• **WORK REQUIRED**:
Copy the data below word for word, keeping every line and number the same.

=== PROVIDED ENTRIES ===

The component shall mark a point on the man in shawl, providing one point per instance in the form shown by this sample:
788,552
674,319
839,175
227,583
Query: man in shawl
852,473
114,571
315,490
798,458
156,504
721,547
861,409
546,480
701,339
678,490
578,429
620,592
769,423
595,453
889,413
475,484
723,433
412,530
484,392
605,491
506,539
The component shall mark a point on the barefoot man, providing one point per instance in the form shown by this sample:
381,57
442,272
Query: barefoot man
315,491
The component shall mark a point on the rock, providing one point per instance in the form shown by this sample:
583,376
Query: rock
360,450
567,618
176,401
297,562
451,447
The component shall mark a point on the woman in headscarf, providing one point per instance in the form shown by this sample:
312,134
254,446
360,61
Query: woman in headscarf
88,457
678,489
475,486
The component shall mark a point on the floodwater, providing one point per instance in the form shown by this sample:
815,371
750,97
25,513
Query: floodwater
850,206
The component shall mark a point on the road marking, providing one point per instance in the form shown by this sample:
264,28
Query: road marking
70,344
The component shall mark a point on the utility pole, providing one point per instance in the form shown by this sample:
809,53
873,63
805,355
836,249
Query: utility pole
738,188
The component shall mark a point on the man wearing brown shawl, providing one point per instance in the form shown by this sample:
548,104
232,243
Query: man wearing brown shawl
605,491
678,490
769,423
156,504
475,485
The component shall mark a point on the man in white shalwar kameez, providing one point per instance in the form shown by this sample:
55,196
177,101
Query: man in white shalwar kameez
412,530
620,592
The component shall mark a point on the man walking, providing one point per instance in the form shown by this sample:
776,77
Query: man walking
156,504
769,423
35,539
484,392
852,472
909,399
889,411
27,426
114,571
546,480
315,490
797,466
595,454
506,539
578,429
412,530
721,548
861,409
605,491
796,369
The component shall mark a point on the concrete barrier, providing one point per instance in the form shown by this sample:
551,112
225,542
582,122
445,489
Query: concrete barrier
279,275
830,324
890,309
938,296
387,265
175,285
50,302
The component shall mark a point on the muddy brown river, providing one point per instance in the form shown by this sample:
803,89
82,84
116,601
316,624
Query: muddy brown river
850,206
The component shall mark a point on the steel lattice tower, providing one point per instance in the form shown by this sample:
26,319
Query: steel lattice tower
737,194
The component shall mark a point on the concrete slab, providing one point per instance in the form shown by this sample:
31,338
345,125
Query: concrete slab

===

• **SOLUTION TO THIS TASK**:
The component shall mark a point on the man in shawl, providing one point per instance in the form shown by this sample:
788,552
674,319
839,175
227,583
Query: man in shawl
852,473
114,571
315,490
798,458
156,504
721,547
861,409
546,480
701,339
678,490
578,429
620,592
769,423
595,453
889,413
475,484
723,433
412,530
484,392
605,491
506,539
The component shall mark a point on the barefoot man, providing one point per instance in the form shown by this sample:
381,57
442,272
Query: barefoot man
315,491
The component shall mark a point on the rock, providing one point per instance in the form shown by this sample:
583,376
Query: rock
360,450
567,618
176,401
297,562
451,447
The component shall mark a point on the woman in headscarf, providing one point per instance in the form shown by this sample:
312,134
254,446
360,61
Query: woman in headscarf
88,457
678,489
475,486
The component shall mark a point on the floodwater, providing one point per instance in the form shown by this sample:
815,371
750,97
25,513
Query: floodwater
850,206
The component shall mark a point on the road marking, providing one point per instance in the form shown by this sample:
264,28
Query: road marking
70,344
The component shall mark a point on the utility pole, providing one point per instance in the form shown by this sample:
809,53
873,63
805,355
836,249
Query: utility pole
738,188
The component shall mark a point on the man wearing brown shawl, providing one point per instance in the form shown by this sample:
548,104
232,243
Query: man wearing brown shawl
605,491
678,490
769,423
156,504
475,485
The component shall mark a point on the man in white shalwar kameez, providing one point per instance in the form shown by this sample:
55,196
177,101
Query: man in white shalwar kameez
412,530
620,592
The component shall mark a point on the man walking, providing one point per instance in the form shown by this sample:
776,77
Query: man walking
156,504
769,423
35,539
484,392
852,472
909,399
889,411
27,426
114,571
546,480
315,490
797,466
595,454
506,539
578,429
412,530
721,548
861,409
605,491
796,369
The component shall mark a point on the concrete barrier, providing one point per instance in the form shown by this sample:
551,112
225,542
582,122
445,489
Query: concrete barrier
279,275
830,324
890,309
938,296
387,265
175,285
50,302
The component shall mark a point on the muddy brown river, providing one point per instance in the form shown by this sample:
803,89
82,84
116,601
316,624
Query: muddy brown river
850,206
The component shall mark a point on the steel lattice tower, providing one point per instance in the form shown by this sample:
26,319
Query: steel lattice tower
737,194
The component shall mark a point on the concrete slab, providing one point per instance in the form shown by this sample:
31,338
345,125
Query: concrete slab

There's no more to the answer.